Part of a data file
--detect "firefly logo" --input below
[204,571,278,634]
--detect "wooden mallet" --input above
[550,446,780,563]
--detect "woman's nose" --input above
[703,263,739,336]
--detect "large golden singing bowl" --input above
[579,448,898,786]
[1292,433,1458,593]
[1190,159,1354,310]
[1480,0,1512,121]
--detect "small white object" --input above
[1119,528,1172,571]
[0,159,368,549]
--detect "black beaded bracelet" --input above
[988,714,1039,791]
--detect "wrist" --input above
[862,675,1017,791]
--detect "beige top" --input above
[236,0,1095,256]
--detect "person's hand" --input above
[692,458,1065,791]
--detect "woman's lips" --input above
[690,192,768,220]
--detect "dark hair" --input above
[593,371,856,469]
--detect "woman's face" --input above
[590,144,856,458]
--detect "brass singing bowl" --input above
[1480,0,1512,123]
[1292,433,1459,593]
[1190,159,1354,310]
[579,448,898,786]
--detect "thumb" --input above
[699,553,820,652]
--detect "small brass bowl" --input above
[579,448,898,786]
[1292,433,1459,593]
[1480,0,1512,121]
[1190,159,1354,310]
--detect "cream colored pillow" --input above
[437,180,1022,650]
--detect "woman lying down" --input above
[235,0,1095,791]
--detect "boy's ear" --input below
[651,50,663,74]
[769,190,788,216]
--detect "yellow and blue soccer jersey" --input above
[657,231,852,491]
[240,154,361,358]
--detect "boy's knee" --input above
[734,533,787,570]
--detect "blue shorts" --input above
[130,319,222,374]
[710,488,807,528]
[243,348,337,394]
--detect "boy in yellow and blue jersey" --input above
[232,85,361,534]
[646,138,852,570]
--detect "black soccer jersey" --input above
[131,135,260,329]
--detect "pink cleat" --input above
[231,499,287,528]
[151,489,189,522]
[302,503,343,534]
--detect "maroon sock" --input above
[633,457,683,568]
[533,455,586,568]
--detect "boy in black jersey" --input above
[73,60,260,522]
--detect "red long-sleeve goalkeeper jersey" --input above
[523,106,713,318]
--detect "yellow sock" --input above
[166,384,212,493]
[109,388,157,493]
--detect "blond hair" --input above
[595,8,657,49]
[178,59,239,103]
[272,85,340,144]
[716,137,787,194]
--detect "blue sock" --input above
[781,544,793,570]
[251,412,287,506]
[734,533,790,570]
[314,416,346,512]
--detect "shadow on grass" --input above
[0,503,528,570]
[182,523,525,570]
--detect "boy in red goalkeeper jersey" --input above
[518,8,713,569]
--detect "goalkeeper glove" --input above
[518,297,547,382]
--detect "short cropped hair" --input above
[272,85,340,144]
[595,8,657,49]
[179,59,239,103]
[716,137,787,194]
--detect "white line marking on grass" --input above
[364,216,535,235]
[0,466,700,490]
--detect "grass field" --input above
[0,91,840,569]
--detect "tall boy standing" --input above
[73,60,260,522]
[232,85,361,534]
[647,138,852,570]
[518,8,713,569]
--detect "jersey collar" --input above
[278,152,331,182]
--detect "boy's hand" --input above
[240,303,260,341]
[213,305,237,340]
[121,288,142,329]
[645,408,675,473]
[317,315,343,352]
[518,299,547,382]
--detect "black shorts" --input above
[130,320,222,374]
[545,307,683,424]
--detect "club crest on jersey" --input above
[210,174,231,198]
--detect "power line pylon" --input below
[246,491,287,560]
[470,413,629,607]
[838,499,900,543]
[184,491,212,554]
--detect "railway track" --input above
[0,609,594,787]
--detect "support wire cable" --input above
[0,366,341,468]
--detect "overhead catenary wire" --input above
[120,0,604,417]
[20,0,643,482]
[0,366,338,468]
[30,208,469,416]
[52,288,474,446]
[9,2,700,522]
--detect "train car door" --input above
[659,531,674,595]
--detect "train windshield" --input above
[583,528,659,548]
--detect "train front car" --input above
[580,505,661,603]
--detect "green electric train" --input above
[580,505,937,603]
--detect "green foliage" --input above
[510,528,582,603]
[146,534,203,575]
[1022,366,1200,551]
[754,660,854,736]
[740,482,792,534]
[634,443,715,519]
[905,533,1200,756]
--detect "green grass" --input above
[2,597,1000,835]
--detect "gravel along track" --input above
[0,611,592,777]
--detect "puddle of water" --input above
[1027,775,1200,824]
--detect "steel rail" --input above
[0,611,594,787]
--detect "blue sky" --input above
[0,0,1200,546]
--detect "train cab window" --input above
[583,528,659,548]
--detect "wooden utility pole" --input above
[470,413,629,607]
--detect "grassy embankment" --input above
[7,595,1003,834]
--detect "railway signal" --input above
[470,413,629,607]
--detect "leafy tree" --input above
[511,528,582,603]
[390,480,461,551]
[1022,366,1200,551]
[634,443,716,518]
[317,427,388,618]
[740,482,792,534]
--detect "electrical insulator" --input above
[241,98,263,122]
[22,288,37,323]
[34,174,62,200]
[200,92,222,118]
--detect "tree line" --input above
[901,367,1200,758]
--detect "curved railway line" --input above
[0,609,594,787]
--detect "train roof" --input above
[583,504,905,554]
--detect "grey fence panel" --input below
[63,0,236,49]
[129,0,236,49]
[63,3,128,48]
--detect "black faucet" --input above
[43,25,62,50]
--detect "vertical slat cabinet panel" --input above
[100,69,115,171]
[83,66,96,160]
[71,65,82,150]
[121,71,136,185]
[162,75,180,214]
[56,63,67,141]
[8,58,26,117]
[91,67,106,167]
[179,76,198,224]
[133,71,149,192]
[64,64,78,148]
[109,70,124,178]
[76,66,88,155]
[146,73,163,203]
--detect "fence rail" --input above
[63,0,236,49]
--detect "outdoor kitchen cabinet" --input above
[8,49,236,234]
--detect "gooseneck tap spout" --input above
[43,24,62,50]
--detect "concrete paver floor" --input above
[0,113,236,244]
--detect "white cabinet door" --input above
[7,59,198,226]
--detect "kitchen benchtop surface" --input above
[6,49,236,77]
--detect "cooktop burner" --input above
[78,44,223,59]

What is asked: Can you output all the items above as a two-column CSV with the headers text and answer, one row per item, with each field in double quotes and any line breaks turned into spaces?

Output of the task:
text,answer
"--detect ""firefly logo"" --input below","[204,571,278,634]"
"--detect ""wooden mallet"" --input above","[550,446,780,563]"
"--detect ""woman's nose"" --input above","[703,263,739,336]"
"--detect ""large golden singing bowl"" --input above","[579,448,898,786] [1292,433,1458,593] [1190,159,1354,310] [1480,0,1512,121]"
"--detect ""small white object"" --input above","[1119,528,1172,571] [0,159,368,549]"
"--detect ""black beaded bracelet"" --input above","[988,714,1039,791]"
"--detect ""wrist"" --input above","[862,675,1017,791]"
"--detect ""beige top"" --input above","[236,0,1095,256]"
"--detect ""person's hand"" --input above","[692,458,1065,791]"
"--detect ""woman's lips"" --input above","[690,192,768,220]"
"--detect ""dark hair"" --input above","[593,371,856,469]"
"--detect ""woman's face"" --input above","[590,144,856,458]"
"--detect ""brass singing bowl"" --input above","[1480,0,1512,123] [1292,433,1459,593] [1190,159,1354,310] [579,448,898,786]"
"--detect ""thumb"" --input above","[699,553,820,652]"
"--detect ""small brass bowl"" --input above","[579,448,898,786] [1292,433,1459,593] [1480,0,1512,121] [1190,159,1354,310]"
"--detect ""cream colored pillow"" --input above","[437,180,1022,650]"
"--detect ""woman lying down"" --input above","[235,0,1095,791]"
"--detect ""boy's ear"" --input below","[651,50,663,74] [769,190,788,216]"
"--detect ""yellow and blue soccer jersey"" --input above","[657,231,852,491] [240,154,361,358]"
"--detect ""boy's knee"" --input above","[734,533,787,570]"
"--detect ""blue shorts"" --input above","[130,319,222,374] [710,488,807,528] [243,348,337,394]"
"--detect ""boy in yellow and blue jersey"" --input above","[232,85,361,534] [646,138,852,570]"
"--detect ""black soccer jersey"" --input above","[131,135,260,329]"
"--detect ""pink cleat"" --input above","[231,499,287,528] [151,489,189,522] [302,503,343,534]"
"--detect ""maroon sock"" --input above","[633,457,683,568] [533,455,586,568]"
"--detect ""boy in black jersey"" --input above","[73,60,260,522]"
"--detect ""red long-sleeve goalkeeper jersey"" --input above","[523,106,713,318]"
"--detect ""yellow sock"" --input above","[166,384,212,493] [109,388,157,493]"
"--detect ""blond hair"" --input above","[595,8,657,49] [178,59,239,103] [272,85,340,144] [716,137,787,194]"
"--detect ""blue sock"" --input above","[781,544,793,570] [251,412,287,506] [734,533,790,570] [314,416,346,512]"
"--detect ""shadow on grass"" --input above","[0,503,528,570] [182,523,525,570]"
"--detect ""boy in red goalkeeper jersey"" --input above","[518,8,713,569]"
"--detect ""goalkeeper glove"" --input above","[518,297,547,382]"
"--detect ""short cropped hair"" --input above","[272,85,340,144] [595,8,657,49] [179,59,239,103] [716,137,787,194]"
"--detect ""white line marking on grass"" --input above","[364,216,535,235] [0,466,700,490]"
"--detect ""grass field"" --input above","[0,91,840,569]"
"--detect ""tall boy standing"" --input above","[73,60,260,522] [232,85,361,534] [647,138,852,570] [518,8,713,569]"
"--detect ""jersey collar"" --input above","[278,152,331,182]"
"--detect ""boy's hand"" --input above","[240,303,260,341] [213,305,237,340] [121,288,142,329] [645,408,675,473] [317,315,343,352] [518,299,547,382]"
"--detect ""black shorts"" --input above","[130,320,222,374] [545,307,683,424]"
"--detect ""club crest on jersey"" --input above","[210,174,231,198]"
"--detect ""power line pylon"" --input below","[246,491,287,560] [470,413,629,607] [838,499,900,543] [184,491,212,554]"
"--detect ""railway track"" --input above","[0,609,594,787]"
"--detect ""support wire cable"" --input above","[0,366,341,468]"
"--detect ""overhead catenary wire"" --input above","[120,0,604,417] [20,0,643,482] [0,366,338,468] [30,208,469,416] [52,288,474,446] [9,2,700,522]"
"--detect ""train car door"" --input above","[659,531,674,595]"
"--detect ""train windshield"" --input above","[583,528,659,548]"
"--detect ""train front car"" --input above","[580,505,661,603]"
"--detect ""green electric train"" --input above","[580,505,937,603]"
"--detect ""green foliage"" --input above","[510,528,582,603] [146,534,203,575] [1022,366,1200,551] [754,660,854,736] [740,482,792,534] [634,443,715,519] [905,533,1200,756]"
"--detect ""green grass"" --input above","[2,597,1000,835]"
"--detect ""gravel along track"" --input above","[0,611,592,777]"
"--detect ""puddle of water"" --input above","[1027,775,1200,824]"
"--detect ""steel rail"" --input above","[0,611,594,787]"
"--detect ""blue sky"" --input above","[0,0,1200,546]"
"--detect ""train cab window"" --input above","[583,528,659,548]"
"--detect ""wooden utility pole"" --input above","[470,413,629,607]"
"--detect ""grassy embankment"" --input above","[7,595,1003,834]"
"--detect ""railway signal"" --input above","[470,413,629,607]"
"--detect ""leafy tree"" --input above","[511,528,582,603] [390,480,461,551] [1022,366,1200,551] [634,443,716,518] [317,427,388,618] [740,482,792,534]"
"--detect ""electrical insulator"" --input above","[241,98,263,122] [22,288,37,323] [34,174,62,200] [200,92,222,118]"
"--detect ""tree line"" --input above","[901,367,1200,758]"
"--detect ""curved railway line"" --input above","[0,609,594,787]"
"--detect ""train roof"" --input above","[583,504,905,554]"
"--detect ""grey fence panel"" --input below","[63,0,236,49] [129,0,236,49] [63,3,128,48]"
"--detect ""black faucet"" --input above","[43,25,62,50]"
"--detect ""vertical slat cabinet panel"" --input above","[100,69,115,171] [83,66,96,160] [71,65,82,150] [121,71,136,185] [162,75,180,214] [56,63,67,141] [8,58,26,117] [91,67,106,167] [179,76,198,224] [133,71,149,192] [64,64,78,148] [109,70,124,178] [76,66,88,155] [146,73,163,203]"
"--detect ""fence rail"" --input above","[63,0,236,49]"
"--detect ""outdoor kitchen cabinet"" --input above","[8,49,236,234]"
"--detect ""gooseneck tap spout"" --input above","[43,24,62,50]"
"--detect ""concrete paver floor"" --input above","[0,113,236,244]"
"--detect ""white cabinet door"" --input above","[7,59,198,226]"
"--detect ""kitchen benchtop surface"" --input above","[6,49,236,77]"
"--detect ""cooktop burner"" --input above","[78,44,223,59]"